● **WHAT YOU NEED TO DO**:
Report each line of the listing that carries the word "positive".

● **GIVEN RECORDS**:

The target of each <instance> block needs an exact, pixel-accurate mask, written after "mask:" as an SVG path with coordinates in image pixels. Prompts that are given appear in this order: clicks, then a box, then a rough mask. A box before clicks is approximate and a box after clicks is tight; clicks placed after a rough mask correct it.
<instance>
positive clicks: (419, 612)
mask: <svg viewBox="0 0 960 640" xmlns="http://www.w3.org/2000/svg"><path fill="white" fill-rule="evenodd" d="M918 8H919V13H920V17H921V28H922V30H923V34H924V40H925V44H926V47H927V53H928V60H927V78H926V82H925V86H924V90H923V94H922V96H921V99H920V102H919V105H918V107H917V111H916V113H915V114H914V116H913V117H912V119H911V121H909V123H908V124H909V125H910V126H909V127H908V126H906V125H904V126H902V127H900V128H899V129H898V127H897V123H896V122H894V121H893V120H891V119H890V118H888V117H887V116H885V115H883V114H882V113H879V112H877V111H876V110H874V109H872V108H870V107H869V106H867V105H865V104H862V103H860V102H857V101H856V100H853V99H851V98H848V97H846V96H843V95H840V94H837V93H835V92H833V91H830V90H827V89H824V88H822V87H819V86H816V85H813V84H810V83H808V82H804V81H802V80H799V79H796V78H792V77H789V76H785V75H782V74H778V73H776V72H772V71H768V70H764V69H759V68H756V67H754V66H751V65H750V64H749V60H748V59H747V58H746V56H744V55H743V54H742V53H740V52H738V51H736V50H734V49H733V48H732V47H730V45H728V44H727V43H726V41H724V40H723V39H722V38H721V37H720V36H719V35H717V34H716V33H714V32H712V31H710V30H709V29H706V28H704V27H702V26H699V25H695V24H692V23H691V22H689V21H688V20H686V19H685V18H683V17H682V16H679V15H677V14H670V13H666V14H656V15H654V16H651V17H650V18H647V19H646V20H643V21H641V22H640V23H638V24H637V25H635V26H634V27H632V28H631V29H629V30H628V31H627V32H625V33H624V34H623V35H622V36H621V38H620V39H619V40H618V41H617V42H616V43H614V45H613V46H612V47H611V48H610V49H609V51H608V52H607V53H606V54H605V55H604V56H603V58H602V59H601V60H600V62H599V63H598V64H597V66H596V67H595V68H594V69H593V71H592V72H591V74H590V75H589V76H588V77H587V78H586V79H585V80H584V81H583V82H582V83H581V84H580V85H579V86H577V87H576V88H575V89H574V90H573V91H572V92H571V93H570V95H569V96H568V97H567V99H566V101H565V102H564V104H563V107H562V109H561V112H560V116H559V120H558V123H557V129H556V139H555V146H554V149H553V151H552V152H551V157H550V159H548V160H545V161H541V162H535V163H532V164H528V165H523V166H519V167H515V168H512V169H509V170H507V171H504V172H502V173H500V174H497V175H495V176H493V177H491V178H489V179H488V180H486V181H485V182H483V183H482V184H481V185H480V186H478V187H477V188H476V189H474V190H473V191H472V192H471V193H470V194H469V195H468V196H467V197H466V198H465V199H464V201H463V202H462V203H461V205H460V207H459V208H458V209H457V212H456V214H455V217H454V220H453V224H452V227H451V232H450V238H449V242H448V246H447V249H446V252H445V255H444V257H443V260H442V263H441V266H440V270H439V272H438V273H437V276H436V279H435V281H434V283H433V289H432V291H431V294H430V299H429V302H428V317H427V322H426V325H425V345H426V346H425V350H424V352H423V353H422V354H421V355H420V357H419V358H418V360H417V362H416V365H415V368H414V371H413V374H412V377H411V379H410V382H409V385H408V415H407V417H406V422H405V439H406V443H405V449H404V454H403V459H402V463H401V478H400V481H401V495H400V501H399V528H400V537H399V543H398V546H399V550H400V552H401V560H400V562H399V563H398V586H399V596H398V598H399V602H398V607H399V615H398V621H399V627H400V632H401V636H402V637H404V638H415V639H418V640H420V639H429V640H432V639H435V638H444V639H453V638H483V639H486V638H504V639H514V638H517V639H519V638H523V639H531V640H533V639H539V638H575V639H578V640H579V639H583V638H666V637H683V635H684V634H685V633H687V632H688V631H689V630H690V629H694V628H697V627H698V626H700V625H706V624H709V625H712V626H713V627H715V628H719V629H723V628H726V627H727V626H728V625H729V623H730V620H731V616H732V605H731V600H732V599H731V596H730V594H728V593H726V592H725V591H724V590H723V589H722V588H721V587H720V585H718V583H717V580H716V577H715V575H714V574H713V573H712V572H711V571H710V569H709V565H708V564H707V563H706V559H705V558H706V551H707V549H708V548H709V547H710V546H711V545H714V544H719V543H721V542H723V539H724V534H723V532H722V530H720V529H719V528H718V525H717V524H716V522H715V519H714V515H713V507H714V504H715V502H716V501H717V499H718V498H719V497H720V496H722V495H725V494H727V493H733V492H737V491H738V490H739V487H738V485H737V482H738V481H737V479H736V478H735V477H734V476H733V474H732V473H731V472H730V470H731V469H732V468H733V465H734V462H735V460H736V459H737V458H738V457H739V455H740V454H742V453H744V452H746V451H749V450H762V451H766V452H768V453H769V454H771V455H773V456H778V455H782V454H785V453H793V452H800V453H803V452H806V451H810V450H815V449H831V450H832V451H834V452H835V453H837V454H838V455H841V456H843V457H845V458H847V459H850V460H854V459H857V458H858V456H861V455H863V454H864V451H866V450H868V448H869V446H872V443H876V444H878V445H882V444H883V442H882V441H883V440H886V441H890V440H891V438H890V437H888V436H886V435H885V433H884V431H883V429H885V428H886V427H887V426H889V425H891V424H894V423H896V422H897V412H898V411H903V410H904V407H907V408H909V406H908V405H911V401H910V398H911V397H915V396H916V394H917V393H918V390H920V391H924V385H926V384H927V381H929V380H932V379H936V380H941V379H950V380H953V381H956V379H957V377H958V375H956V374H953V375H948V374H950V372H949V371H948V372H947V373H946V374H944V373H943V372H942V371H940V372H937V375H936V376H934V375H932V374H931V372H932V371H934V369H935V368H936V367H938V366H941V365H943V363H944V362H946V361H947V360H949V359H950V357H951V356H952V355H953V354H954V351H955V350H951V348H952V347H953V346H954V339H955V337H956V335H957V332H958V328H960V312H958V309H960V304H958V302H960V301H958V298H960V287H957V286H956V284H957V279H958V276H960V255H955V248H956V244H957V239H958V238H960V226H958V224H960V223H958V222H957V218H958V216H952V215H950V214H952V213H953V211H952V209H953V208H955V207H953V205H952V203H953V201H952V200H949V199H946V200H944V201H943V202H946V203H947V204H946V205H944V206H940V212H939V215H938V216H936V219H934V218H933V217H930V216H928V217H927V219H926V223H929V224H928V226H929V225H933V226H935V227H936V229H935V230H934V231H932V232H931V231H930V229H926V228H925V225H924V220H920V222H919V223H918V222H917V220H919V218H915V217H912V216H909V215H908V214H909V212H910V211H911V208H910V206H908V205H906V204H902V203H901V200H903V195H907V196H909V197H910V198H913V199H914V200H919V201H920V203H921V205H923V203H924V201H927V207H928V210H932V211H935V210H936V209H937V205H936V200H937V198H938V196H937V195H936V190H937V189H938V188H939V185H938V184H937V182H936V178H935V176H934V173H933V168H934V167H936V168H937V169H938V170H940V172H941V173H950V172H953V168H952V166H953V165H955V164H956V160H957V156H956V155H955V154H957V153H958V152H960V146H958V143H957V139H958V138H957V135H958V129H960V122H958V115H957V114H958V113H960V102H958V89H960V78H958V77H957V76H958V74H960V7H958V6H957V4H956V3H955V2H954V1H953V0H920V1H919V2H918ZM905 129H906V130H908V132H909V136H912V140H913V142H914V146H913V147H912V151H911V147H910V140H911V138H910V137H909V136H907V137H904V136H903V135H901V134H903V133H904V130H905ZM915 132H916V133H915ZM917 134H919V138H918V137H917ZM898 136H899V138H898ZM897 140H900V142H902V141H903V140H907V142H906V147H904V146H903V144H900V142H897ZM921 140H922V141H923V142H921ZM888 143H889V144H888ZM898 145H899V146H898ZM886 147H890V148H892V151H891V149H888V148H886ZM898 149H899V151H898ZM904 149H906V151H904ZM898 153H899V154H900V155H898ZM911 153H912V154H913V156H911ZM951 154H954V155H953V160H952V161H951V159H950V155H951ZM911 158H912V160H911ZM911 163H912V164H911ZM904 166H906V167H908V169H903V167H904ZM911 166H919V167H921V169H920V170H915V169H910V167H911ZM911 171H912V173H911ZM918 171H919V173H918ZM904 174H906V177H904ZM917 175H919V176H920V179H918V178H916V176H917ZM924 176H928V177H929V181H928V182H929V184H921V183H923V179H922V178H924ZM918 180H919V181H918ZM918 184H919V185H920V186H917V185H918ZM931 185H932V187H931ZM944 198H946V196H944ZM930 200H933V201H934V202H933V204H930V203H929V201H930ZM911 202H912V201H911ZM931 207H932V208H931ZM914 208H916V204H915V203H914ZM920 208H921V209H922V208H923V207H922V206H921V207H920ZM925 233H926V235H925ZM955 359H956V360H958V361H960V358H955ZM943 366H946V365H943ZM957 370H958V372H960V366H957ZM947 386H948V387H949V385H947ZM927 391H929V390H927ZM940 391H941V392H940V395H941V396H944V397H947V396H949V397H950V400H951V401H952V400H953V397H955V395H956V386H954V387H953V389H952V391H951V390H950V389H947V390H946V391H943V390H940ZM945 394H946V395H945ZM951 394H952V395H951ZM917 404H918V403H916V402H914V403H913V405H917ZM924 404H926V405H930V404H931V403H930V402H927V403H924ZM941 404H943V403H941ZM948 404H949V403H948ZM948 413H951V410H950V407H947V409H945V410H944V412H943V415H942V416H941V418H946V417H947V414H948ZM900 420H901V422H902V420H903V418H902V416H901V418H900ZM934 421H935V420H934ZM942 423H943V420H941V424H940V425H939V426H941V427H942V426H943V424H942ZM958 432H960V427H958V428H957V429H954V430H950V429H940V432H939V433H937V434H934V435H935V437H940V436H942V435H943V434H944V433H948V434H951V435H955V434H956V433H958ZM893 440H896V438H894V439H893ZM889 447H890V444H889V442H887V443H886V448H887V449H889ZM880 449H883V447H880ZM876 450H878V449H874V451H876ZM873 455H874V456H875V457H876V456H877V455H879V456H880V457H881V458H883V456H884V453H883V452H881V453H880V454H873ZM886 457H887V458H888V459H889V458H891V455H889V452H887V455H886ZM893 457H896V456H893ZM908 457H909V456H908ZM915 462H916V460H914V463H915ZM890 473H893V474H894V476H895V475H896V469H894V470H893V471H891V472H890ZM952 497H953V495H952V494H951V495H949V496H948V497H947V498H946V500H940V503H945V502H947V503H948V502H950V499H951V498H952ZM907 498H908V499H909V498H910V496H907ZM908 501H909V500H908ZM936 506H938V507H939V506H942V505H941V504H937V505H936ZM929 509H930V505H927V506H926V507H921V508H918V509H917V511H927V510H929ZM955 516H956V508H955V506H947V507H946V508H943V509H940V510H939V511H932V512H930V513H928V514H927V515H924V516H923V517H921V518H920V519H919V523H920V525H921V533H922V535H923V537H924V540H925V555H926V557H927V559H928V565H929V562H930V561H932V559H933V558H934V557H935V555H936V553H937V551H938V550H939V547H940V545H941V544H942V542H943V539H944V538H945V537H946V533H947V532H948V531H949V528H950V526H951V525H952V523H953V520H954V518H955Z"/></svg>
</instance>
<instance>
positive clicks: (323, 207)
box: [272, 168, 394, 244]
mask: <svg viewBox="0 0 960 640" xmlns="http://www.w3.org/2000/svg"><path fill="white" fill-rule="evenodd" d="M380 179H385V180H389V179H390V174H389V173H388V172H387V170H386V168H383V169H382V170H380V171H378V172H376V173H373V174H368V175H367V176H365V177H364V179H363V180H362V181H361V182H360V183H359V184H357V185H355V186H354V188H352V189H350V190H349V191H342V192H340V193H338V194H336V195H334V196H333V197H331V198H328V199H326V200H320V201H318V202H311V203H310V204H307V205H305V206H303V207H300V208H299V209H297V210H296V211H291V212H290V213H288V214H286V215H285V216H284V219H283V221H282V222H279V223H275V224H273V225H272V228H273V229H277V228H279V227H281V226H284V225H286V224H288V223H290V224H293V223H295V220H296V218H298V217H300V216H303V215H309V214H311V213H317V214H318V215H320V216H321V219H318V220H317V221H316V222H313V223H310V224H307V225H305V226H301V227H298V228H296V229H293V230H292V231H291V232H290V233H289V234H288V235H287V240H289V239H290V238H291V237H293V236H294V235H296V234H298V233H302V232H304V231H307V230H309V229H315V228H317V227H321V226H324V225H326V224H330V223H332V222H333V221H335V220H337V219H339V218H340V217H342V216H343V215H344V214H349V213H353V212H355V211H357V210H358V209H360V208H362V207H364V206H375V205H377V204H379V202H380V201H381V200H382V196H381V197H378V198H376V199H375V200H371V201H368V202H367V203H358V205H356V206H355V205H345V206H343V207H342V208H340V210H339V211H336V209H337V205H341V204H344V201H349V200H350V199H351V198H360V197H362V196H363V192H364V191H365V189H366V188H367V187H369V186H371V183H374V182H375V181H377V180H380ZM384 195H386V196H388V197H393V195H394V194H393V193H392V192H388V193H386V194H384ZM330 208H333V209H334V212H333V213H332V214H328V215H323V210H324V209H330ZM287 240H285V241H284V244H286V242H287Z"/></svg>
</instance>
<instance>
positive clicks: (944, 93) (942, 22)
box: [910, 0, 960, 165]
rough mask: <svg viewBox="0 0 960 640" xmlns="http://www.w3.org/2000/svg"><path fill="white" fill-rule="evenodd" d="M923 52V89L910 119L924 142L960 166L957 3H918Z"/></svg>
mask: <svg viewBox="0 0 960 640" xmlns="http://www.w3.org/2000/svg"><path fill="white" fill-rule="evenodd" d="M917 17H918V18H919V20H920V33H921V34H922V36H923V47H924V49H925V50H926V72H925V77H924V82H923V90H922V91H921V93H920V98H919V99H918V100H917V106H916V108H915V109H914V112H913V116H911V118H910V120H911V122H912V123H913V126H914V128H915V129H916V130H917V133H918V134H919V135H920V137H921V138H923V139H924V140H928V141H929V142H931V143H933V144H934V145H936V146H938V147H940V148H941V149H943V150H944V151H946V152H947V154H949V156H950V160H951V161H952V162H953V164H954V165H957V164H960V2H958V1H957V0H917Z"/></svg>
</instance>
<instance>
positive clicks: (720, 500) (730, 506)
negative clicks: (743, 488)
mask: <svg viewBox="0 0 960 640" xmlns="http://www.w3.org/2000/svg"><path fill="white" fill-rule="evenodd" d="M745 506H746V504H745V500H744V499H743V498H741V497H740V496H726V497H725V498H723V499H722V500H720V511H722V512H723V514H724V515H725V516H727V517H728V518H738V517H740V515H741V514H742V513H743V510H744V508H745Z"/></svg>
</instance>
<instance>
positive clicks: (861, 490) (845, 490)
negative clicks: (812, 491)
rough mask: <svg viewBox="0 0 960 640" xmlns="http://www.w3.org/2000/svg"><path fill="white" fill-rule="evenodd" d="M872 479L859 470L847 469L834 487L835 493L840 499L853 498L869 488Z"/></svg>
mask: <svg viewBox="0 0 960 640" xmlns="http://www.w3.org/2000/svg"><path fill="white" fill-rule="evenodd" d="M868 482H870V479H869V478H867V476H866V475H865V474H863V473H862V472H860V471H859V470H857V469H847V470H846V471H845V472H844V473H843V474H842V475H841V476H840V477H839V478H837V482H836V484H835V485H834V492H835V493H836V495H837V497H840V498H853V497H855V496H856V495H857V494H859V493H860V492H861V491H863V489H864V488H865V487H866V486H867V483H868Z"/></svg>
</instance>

● **FINAL ANSWER**:
positive clicks: (419, 612)
positive clicks: (323, 207)
positive clicks: (944, 93) (942, 22)
positive clicks: (720, 500) (730, 506)
positive clicks: (861, 490) (845, 490)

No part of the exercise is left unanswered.